** BEGIN Document segment **

# DIY PCB's for DIY LED Systems.



## O2surplus (Jan 31, 2010)

I’ve been keeping “high-tech” planted tanks since 1994.Ever since I started keeping them, I’ve been tempted to try every new piece of technology that came out to make growing aquatic plants easier( special nutrient enriched substrates, water conditioners, automated Co2 injection systems, ect..) and more economical. Lighting the tank economically has always been problematic, for a number of reasons, up until now. I started out with Metal Halide and found that it could grow plants very well, but the associated cost of replacement bulbs, the intense heat they produce, and the amount of electricity consumed was costing me a small fortune. I replaced the Metal halides with power compacts as soon as they were available. My most recent system consisted of (6) 130 watt PC bulbs for a total of 780 watts. They performed well enough to grow plants, ran cooler than Metal Halide, but still had heat and replacement costs that I deemed too high. I started to research into the possibility of replacing them with high power leds not long after they were first introduced to the general lighting market. LED technology has advanced at a rapid pace over just the last few years, so I decided to try my hand at utilizing them for planted tanks. I’d seen a few of the newest led fixtures to hit the market, and was blown away at their high cost. Because of this, I decided to go the DIY route and build my own design to save some money.

** END Document segment **
** BEGIN Provided material **

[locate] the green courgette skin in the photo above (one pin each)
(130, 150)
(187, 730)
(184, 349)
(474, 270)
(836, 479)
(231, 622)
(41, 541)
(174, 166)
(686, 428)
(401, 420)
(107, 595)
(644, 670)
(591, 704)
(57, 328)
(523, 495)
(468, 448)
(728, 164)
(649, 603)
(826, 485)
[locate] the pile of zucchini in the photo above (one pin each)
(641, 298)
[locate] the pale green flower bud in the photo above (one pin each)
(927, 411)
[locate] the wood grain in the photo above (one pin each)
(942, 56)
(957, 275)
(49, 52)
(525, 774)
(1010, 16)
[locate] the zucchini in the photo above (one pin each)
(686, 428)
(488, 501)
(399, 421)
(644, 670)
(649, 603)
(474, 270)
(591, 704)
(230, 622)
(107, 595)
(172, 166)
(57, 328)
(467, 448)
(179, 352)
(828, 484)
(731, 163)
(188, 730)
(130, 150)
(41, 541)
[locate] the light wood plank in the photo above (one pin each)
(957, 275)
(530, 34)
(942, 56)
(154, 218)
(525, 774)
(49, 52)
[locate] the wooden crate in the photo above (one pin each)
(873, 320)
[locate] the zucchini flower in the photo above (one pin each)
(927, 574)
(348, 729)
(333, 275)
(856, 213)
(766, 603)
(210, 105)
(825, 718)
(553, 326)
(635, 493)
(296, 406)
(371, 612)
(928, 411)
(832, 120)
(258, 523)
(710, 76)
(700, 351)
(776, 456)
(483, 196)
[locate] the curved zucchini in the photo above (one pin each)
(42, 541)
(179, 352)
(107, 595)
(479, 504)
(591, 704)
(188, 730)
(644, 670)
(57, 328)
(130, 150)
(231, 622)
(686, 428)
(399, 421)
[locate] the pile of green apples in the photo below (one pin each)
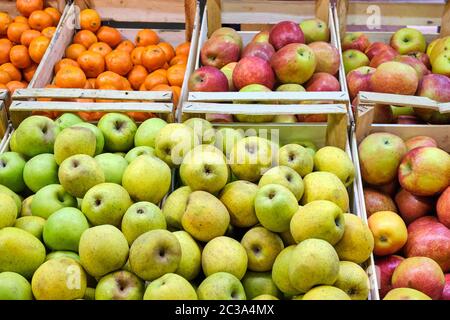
(80, 214)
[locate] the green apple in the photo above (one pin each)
(296, 157)
(106, 203)
(14, 287)
(259, 283)
(320, 219)
(147, 131)
(20, 251)
(154, 254)
(224, 254)
(11, 171)
(204, 168)
(262, 247)
(72, 141)
(139, 151)
(173, 142)
(32, 224)
(67, 120)
(35, 135)
(113, 166)
(119, 285)
(140, 218)
(118, 130)
(49, 199)
(314, 262)
(239, 198)
(191, 256)
(221, 286)
(8, 211)
(59, 279)
(64, 228)
(147, 187)
(274, 206)
(251, 157)
(99, 139)
(102, 249)
(170, 286)
(79, 173)
(40, 171)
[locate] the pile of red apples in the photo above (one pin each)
(407, 197)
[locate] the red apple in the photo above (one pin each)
(327, 57)
(219, 51)
(208, 79)
(253, 70)
(395, 77)
(420, 273)
(386, 266)
(261, 50)
(427, 237)
(323, 82)
(359, 80)
(355, 40)
(412, 207)
(285, 32)
(443, 207)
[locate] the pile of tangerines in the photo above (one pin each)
(23, 41)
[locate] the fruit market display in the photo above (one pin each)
(288, 57)
(407, 197)
(23, 42)
(252, 219)
(407, 65)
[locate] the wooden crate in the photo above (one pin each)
(257, 15)
(129, 17)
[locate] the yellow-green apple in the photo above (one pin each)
(50, 199)
(427, 237)
(141, 217)
(386, 266)
(355, 40)
(119, 285)
(425, 171)
(221, 286)
(420, 273)
(377, 201)
(274, 206)
(79, 173)
(380, 155)
(294, 63)
(353, 59)
(35, 135)
(224, 254)
(170, 286)
(253, 70)
(389, 232)
(315, 30)
(14, 287)
(284, 33)
(106, 203)
(327, 57)
(357, 242)
(64, 228)
(262, 247)
(147, 131)
(313, 262)
(263, 50)
(395, 77)
(11, 171)
(406, 40)
(412, 207)
(40, 171)
(443, 207)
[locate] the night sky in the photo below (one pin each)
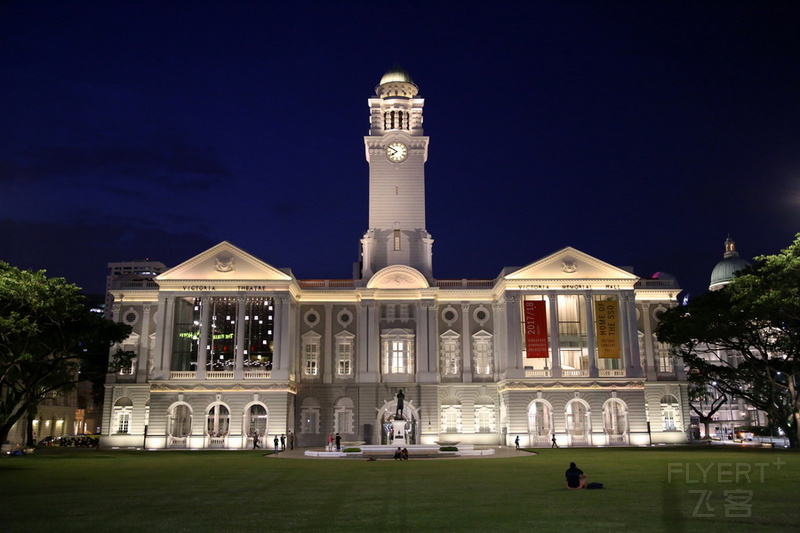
(641, 133)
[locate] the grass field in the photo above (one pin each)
(647, 490)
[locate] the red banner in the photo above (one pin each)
(536, 329)
(607, 320)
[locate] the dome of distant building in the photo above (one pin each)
(731, 263)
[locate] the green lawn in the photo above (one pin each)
(89, 491)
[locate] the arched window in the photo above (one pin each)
(577, 421)
(344, 353)
(664, 359)
(218, 420)
(123, 408)
(180, 423)
(670, 413)
(311, 348)
(450, 347)
(615, 420)
(256, 420)
(484, 415)
(309, 416)
(451, 418)
(482, 353)
(540, 420)
(343, 416)
(398, 351)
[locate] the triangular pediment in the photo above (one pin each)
(571, 264)
(223, 262)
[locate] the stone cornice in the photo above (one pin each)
(531, 385)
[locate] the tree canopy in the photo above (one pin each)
(745, 337)
(49, 341)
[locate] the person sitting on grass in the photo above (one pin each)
(576, 479)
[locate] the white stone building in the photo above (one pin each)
(229, 345)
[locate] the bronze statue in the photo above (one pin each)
(398, 414)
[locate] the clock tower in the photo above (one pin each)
(396, 150)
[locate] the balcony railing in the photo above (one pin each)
(256, 374)
(530, 373)
(219, 375)
(326, 283)
(612, 373)
(469, 283)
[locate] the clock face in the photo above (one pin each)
(397, 152)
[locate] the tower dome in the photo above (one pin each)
(396, 83)
(731, 263)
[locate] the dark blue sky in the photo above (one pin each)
(639, 132)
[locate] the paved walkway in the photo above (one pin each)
(499, 451)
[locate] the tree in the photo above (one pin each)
(49, 341)
(702, 391)
(746, 337)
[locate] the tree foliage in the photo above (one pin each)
(745, 338)
(49, 341)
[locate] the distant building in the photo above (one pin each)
(736, 412)
(230, 346)
(131, 275)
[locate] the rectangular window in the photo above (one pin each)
(312, 359)
(572, 334)
(398, 357)
(450, 356)
(664, 358)
(483, 356)
(398, 350)
(124, 420)
(345, 358)
(186, 331)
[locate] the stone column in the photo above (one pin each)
(205, 328)
(649, 348)
(555, 344)
(169, 326)
(433, 341)
(144, 346)
(241, 313)
(328, 364)
(361, 340)
(373, 344)
(514, 335)
(422, 365)
(590, 339)
(633, 334)
(500, 344)
(466, 345)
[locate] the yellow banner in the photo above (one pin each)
(607, 322)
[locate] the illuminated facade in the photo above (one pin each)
(229, 346)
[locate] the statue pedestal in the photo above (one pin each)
(399, 438)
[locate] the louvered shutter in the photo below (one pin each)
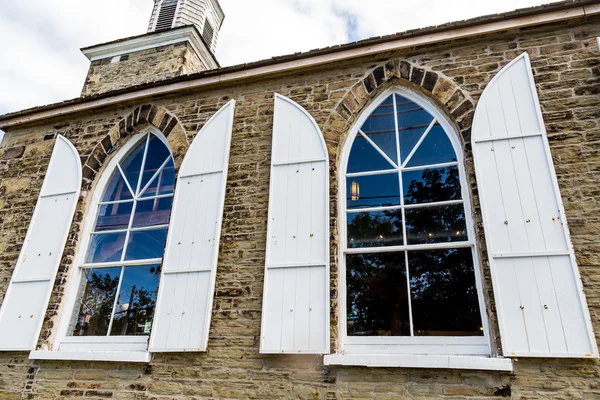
(296, 289)
(187, 283)
(26, 300)
(541, 307)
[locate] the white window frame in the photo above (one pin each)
(101, 348)
(409, 345)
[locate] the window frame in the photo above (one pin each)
(131, 348)
(447, 345)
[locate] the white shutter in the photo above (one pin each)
(296, 290)
(541, 307)
(26, 300)
(187, 283)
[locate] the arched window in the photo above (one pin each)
(124, 249)
(409, 248)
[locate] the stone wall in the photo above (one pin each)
(566, 63)
(141, 67)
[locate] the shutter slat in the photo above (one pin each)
(296, 297)
(542, 311)
(24, 305)
(184, 302)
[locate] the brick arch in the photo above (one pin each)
(141, 117)
(449, 97)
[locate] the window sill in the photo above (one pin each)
(421, 361)
(122, 356)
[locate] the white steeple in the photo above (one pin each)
(206, 15)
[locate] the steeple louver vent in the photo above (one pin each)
(208, 33)
(166, 15)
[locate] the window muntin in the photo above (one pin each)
(117, 294)
(409, 257)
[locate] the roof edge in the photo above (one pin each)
(539, 15)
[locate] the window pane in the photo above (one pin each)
(164, 183)
(114, 216)
(117, 189)
(430, 185)
(380, 127)
(375, 229)
(435, 149)
(96, 300)
(373, 191)
(435, 224)
(364, 157)
(134, 312)
(106, 247)
(443, 293)
(377, 295)
(144, 245)
(132, 165)
(156, 156)
(152, 212)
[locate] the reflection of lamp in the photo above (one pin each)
(355, 191)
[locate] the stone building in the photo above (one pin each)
(413, 216)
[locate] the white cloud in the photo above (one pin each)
(40, 39)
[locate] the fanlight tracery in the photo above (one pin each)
(117, 294)
(409, 258)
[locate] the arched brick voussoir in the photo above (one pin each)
(142, 116)
(450, 98)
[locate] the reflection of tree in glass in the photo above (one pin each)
(373, 229)
(435, 184)
(131, 317)
(96, 307)
(377, 299)
(444, 296)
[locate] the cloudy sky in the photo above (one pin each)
(40, 39)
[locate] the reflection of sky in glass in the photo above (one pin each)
(380, 127)
(375, 190)
(114, 216)
(146, 244)
(106, 247)
(435, 149)
(152, 212)
(375, 228)
(431, 185)
(364, 157)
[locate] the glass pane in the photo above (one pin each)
(117, 189)
(377, 295)
(114, 216)
(164, 183)
(364, 157)
(373, 191)
(408, 140)
(132, 165)
(96, 298)
(443, 293)
(435, 149)
(134, 312)
(380, 127)
(106, 247)
(152, 212)
(430, 185)
(157, 155)
(144, 245)
(435, 224)
(375, 229)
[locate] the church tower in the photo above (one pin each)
(181, 40)
(206, 15)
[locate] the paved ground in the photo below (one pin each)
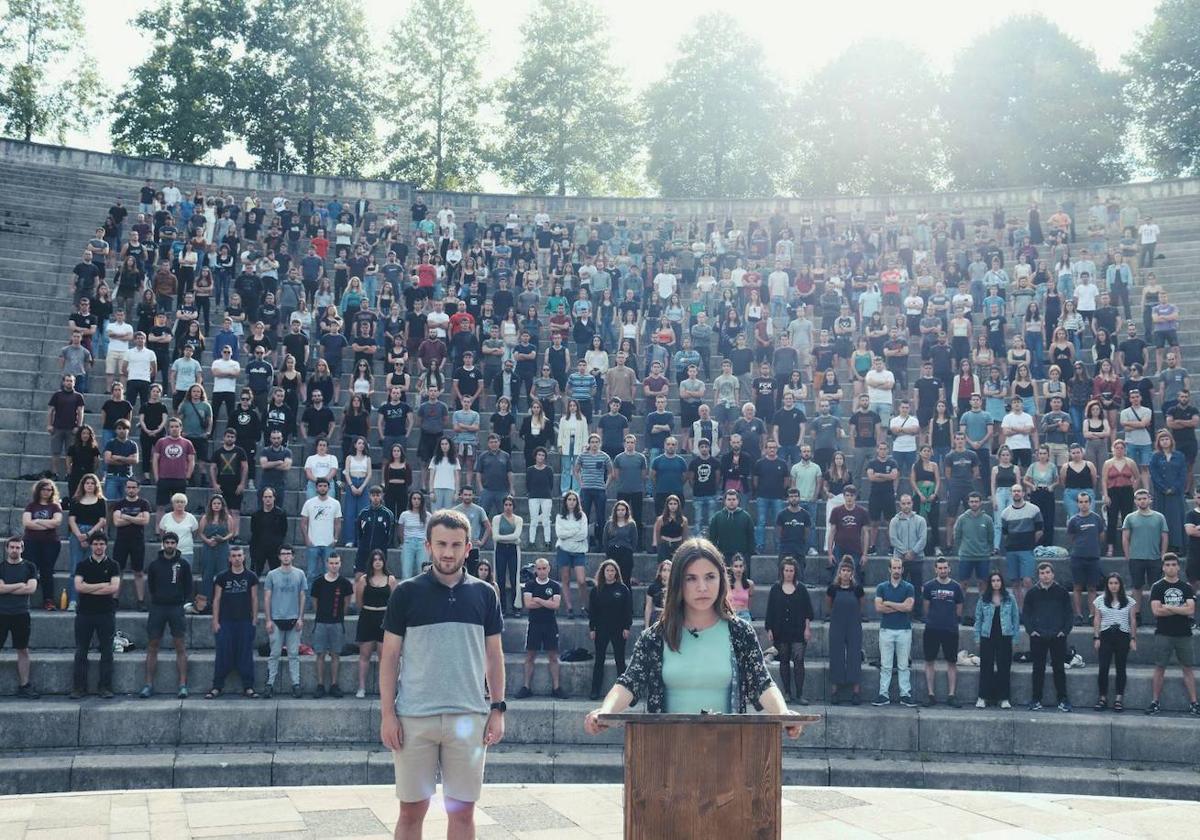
(576, 813)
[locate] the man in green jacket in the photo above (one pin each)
(732, 529)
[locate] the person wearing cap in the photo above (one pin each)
(375, 528)
(169, 580)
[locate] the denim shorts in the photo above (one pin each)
(1139, 453)
(1020, 564)
(565, 559)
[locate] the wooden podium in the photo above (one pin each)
(691, 777)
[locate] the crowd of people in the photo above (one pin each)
(751, 372)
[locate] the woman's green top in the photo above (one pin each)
(699, 676)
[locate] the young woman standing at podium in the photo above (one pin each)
(699, 655)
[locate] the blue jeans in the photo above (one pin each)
(567, 480)
(1071, 504)
(317, 557)
(894, 649)
(768, 511)
(412, 552)
(351, 507)
(703, 507)
(593, 503)
(1003, 497)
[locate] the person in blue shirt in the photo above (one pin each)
(893, 601)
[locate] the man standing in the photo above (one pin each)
(1085, 532)
(234, 613)
(1174, 604)
(771, 477)
(975, 534)
(893, 604)
(495, 471)
(543, 598)
(18, 581)
(433, 713)
(283, 594)
(907, 534)
(1144, 537)
(1020, 526)
(731, 529)
(171, 587)
(321, 521)
(97, 581)
(1045, 616)
(945, 599)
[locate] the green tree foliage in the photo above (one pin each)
(306, 82)
(712, 121)
(49, 85)
(432, 97)
(1027, 105)
(1164, 88)
(867, 123)
(179, 101)
(568, 124)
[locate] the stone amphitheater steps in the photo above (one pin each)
(233, 743)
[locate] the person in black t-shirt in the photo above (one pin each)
(234, 610)
(97, 581)
(18, 577)
(793, 526)
(330, 594)
(1174, 605)
(541, 598)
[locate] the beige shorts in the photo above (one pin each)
(113, 361)
(453, 743)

** END Provided material **

§ **The task**
Can you extend the forum post on building DIY LED lighting for planted tanks, picking up right after its final sentence?

§ **Answer below**
My first build would be for my 225 gallon tank. This tank houses mostly small tetras, shrimp, corydoras, ect.. The plants are Java fern/Anubias Barteri growing on driftwood and glossostigma on the substrate. I knew the glosso would need high light levels to encourage it to spread, so my design utilized 90 Cree XRE- Q5 leds driven by 15 Onsemi CAT4101 driver IC’s mounted to homemade PCB’s powered by 3 meanwell 24Vdc 6.5 amp power supplies. I divided the leds into 3 groups of 30 and mounted each group to heatsinks sourced from old Sony Car amplifiers. More info on My first led system can be seen here - http://www.monsterfishkeepers.com/forums/showthread.php?t=348271&highlight=leds&page=2.

Here’s a photo of my tank from a few months ago- the Java fern/ Anubias Barteri have
grown considerably since then and the Glosso now completely covers the substrate.



As I mentioned before, the Led drivers that I used were constructed at home using MicroSoft Paint for the PCB design and etched in my kitchen. This DIY route worked well until my designs became complicated enough that these methods were no longer feasible. I have since learned how to use a free software that allows me to design nearly any PCB that I need and have it manufactured and delivered in as little time as a week.

These are some of the PCB’s that I’ve had created so far. This one will drive 2 strings of 6 leds.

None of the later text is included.